Guido Donegani (26 March 1877 in Livorno – 16 April 1947 in Bordighera), was a prominent Italian engineer, businessman and politician. He was CEO and President of the Italian chemical industrial giant Montecatini from 1910-1945. Due to his support to the Fascist regime of Benito Mussolini he was arrested at the end of the Second World War, but acquitted of charges of collaboration.

Donegani was born in the port city Livorno. The Donegani family was part of the Livorno business elite involved in maritime transport and import and export activities. He studied industrial engineering at the Polytechnic University of Turin where he graduated in 1901. The next year he was elected in the provincial council of Livorno.

After he had lost his wife, Anna Coppa, a few months after their marriage in 1904, he became the Commissioner of Public Works of the City of Livorno (1905-1908) in which capacity he helped to solve the long-standing problem of water supply in the city.

Both his father Giovan Battista Donegani and his uncle Giulio Donegani were involved in the Montecatini Mining Company (Società Minerarie Montecatini), which had been founded in 1888 at Montecatini Val di Cecina in Tuscany and was active in mining copper pyrite. Through a series of complicated agreements with Italian banks and French investor groups, the Donegani’s exercised a decisive role in the ownership of Montecatini.

In 1910, after the death of his father and the acquisition of Unione piriti – the major Italian pyrite producer – Guido Donegani became the CEO of the company. The same year he moved the headquarters of the company from Livorno to Milan. From that time until 1945 the fate of Donegani and Montecatini would become inseparable. He became Chairman of the Board of the company in 1918.

◆ ◆ ◆ ◆

Problem: Put this sentence from the passage on Guido Donegani into Spanish: "The same year he moved the headquarters of the company from Livorno to Milan."

(Excerpts of bounding box data)
◆ ◆ ◆ ◆

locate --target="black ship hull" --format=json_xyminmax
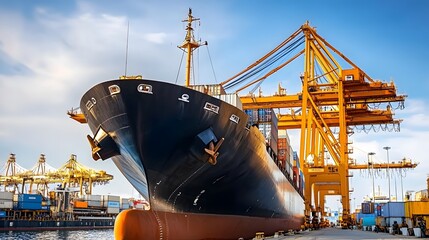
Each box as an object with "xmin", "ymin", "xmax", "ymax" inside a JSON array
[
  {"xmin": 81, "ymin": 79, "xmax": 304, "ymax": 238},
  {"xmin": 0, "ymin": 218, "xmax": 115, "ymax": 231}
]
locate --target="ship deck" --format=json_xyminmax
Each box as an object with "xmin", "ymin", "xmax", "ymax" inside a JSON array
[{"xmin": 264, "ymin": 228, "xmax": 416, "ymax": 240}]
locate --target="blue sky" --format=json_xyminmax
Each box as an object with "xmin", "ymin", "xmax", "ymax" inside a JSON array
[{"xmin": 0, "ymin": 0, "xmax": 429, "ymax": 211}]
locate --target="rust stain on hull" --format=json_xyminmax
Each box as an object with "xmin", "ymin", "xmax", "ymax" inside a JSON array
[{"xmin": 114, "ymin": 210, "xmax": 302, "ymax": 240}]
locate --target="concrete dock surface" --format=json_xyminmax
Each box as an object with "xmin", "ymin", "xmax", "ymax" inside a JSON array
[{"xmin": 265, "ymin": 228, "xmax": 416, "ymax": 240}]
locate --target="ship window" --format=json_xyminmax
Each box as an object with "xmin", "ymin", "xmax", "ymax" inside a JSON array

◆ ◆ ◆ ◆

Solution to the problem: Ese mismo año trasladó la sede de la empresa de Livorno a Milán.